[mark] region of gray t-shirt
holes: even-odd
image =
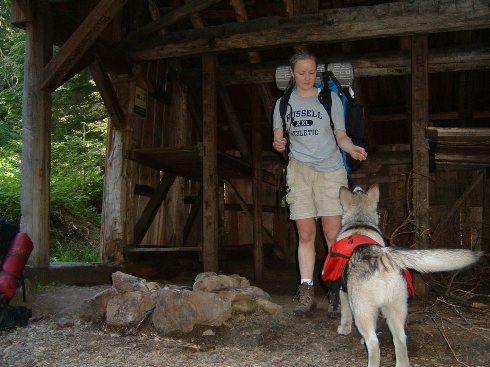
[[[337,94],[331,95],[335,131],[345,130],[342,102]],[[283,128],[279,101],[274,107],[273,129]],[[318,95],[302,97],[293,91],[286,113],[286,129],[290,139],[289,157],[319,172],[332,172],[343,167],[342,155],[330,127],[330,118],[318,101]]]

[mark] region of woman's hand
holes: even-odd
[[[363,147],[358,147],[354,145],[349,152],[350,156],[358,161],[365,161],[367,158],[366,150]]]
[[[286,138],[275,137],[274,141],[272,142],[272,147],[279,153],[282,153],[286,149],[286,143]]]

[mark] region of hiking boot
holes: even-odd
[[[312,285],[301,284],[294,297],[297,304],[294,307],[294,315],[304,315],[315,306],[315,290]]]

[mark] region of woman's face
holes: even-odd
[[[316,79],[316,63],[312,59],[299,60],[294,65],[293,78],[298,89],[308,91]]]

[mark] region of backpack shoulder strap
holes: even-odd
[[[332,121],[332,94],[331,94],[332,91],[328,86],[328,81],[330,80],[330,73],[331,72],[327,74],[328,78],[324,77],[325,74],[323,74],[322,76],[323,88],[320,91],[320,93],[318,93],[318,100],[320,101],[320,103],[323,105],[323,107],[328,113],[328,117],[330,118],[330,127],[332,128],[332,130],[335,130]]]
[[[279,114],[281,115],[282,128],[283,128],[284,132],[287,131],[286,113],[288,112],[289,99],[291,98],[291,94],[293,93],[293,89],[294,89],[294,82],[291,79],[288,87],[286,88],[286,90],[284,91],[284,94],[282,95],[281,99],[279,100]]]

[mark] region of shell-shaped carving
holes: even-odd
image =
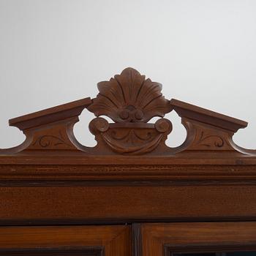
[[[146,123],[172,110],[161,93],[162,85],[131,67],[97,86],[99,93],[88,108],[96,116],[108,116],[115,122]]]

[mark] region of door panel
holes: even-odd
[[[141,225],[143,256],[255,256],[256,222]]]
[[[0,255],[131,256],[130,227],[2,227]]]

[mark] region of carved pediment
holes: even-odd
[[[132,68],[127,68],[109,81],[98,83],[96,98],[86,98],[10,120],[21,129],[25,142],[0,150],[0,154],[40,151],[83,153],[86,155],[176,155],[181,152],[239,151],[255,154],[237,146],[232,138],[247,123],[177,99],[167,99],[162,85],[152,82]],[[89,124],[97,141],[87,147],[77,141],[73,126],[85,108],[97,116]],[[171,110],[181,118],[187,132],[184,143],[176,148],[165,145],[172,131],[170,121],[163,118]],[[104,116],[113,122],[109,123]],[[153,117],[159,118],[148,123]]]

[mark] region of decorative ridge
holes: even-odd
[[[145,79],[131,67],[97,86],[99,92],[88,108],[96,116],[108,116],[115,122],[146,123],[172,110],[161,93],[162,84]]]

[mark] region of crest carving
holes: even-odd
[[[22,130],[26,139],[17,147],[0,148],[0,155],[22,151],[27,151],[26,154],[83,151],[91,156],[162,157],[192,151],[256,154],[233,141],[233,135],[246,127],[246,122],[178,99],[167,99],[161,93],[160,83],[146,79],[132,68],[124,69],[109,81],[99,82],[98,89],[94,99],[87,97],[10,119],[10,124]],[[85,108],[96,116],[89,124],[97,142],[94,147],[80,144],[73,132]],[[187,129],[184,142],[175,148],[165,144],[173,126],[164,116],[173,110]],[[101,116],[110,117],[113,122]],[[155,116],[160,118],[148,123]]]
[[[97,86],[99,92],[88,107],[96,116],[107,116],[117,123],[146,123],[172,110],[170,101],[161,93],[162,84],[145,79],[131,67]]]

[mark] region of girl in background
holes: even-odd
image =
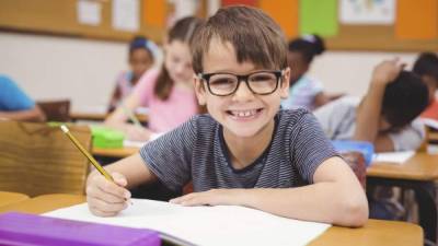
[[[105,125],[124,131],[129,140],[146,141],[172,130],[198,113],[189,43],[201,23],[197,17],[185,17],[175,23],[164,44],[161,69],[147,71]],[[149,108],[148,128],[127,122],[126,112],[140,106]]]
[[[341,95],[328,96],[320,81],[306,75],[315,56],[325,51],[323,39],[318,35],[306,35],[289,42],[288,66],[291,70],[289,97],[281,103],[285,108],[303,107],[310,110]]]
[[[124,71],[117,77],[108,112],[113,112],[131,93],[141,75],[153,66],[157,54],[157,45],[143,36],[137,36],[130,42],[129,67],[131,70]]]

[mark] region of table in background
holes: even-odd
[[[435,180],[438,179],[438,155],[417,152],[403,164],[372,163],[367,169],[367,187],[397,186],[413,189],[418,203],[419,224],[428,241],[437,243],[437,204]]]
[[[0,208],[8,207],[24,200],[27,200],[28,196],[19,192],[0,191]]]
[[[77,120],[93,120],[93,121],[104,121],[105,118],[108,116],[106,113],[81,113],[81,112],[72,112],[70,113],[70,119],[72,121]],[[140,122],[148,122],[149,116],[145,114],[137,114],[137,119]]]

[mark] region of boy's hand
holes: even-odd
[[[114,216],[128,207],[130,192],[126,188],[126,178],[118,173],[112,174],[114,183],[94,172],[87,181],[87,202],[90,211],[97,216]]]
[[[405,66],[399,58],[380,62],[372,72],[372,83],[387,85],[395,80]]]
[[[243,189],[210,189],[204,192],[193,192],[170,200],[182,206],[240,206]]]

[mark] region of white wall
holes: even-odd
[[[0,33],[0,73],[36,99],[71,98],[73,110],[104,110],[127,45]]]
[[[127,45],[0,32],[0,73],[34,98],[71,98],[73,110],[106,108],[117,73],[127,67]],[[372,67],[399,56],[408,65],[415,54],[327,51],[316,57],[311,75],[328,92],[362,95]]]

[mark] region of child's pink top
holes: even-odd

◆ **What is being asked**: Could you write out again the lines from the one with "[mark] region of shell-shaped carving" to the one with "[[[0,255],[131,256],[130,227],[2,227]]]", both included, keeping the lines that name each region and multiplying every outline coordinate by 0.85, rounded to the nearest whole number with halves going up? Leave the pictures out of your answer.

◆ **Solution**:
[mark] region of shell-shaped carving
holes: even-odd
image =
[[[124,105],[146,94],[137,79],[138,72],[111,57],[82,73],[84,79],[75,92],[82,99],[92,99],[98,104]]]

[mark] region of door panel
holes: even-odd
[[[120,191],[122,218],[217,218],[218,189]]]
[[[0,217],[111,218],[111,193],[2,193]]]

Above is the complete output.